EXERCISE DESCRIPTION
Copy every one of the records below word for word, leaving each line unchanged.

ROWS
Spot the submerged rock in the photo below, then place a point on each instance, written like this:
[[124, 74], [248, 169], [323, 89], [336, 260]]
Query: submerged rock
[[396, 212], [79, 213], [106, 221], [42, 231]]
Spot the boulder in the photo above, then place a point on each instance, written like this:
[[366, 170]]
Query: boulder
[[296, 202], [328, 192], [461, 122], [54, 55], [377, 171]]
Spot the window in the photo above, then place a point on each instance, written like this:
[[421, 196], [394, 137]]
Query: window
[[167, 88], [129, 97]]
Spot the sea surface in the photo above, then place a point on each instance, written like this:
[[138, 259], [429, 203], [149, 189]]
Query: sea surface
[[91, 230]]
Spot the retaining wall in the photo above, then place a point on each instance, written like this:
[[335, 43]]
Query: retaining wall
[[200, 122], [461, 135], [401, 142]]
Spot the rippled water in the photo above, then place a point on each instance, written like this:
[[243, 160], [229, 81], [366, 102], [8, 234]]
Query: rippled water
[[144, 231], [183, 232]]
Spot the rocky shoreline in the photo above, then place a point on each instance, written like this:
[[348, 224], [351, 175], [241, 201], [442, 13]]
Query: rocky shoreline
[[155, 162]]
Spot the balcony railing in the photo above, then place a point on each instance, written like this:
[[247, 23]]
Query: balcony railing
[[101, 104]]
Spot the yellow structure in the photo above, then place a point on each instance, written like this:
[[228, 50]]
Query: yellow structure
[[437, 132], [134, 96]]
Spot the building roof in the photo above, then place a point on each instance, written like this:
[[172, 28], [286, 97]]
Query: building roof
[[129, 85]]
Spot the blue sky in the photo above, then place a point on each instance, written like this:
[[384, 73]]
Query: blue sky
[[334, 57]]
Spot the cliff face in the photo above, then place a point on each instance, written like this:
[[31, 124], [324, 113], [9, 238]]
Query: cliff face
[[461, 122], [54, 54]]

SOLUTION
Spot the submerged rock in the photo below, then place a point on each instance, written like this:
[[124, 74], [248, 169], [323, 89], [336, 260]]
Query: submerged rock
[[396, 212], [79, 213], [106, 221], [42, 231]]
Spot the boulder in the photo above, then place a point on each instance, written like this:
[[366, 170]]
Query: boulder
[[296, 202], [328, 192], [461, 122], [54, 55], [377, 171]]
Spot the window in the photo above, then place a point on each instance, written like this:
[[421, 196], [394, 137]]
Query: window
[[167, 88], [129, 97]]
Spot the sea surface in the photo above, then place a point on each instance, written like this:
[[138, 259], [429, 203], [149, 189]]
Query: sea surface
[[91, 230]]
Spot the retaining wall in the photo above, then place a point on each instance, written like this:
[[335, 43]]
Query: retaining wall
[[200, 122], [461, 135], [401, 142]]
Spot the rippled water in the photo above, then place a point on each instance, written like this:
[[243, 160], [229, 81], [366, 102], [8, 234]]
Query: rippled water
[[144, 231], [183, 232]]
Spot the rocky shoreline in the photo above, then place a point on each instance, written like this:
[[348, 224], [351, 175], [241, 201], [442, 13]]
Query: rocky shoreline
[[155, 162]]
Spot the balcony railing in the photo above, then place a point on each instance, written like this:
[[247, 23]]
Query: balcony railing
[[101, 104]]
Spot the yellow structure in the photo above, then place a point on each instance, written like this:
[[228, 50]]
Query: yellow structure
[[437, 132], [134, 96]]
Spot the building roof in the photo above, then place a point on each instance, written like this:
[[172, 28], [286, 97]]
Query: building roof
[[129, 85]]
Spot the blue sky in the photo above, then place a point on each instance, written like this:
[[384, 73]]
Query: blue sky
[[334, 57]]
Spot the cliff face in the photo above, then place a point on each instance, written like this:
[[31, 124], [324, 113], [9, 238]]
Query: cliff face
[[461, 122], [54, 54]]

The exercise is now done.